### Directive
Rewrite everything in the data from the line containing "Target: catamaran" down to the end as a JSON list of strings, one string per line, skipping blank lines.

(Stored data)
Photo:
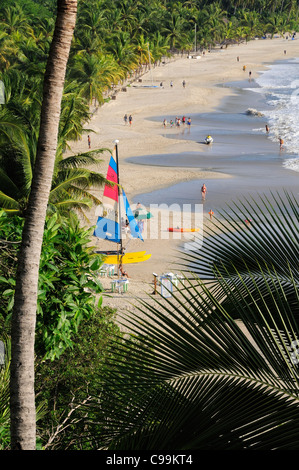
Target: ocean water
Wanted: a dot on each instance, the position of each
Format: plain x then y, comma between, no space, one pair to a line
279,84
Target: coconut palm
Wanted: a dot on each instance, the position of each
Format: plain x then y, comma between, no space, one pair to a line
95,74
215,367
22,396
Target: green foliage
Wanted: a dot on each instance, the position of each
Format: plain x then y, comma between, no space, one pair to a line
68,281
216,365
68,380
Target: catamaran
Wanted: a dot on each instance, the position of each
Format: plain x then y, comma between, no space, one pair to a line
117,216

### Full output
[
  "Target: catamaran",
  "Wanted: a dot on each instance, the position of each",
  "Format: plain x then y, comma between, no space, one pair to a line",
  "117,216"
]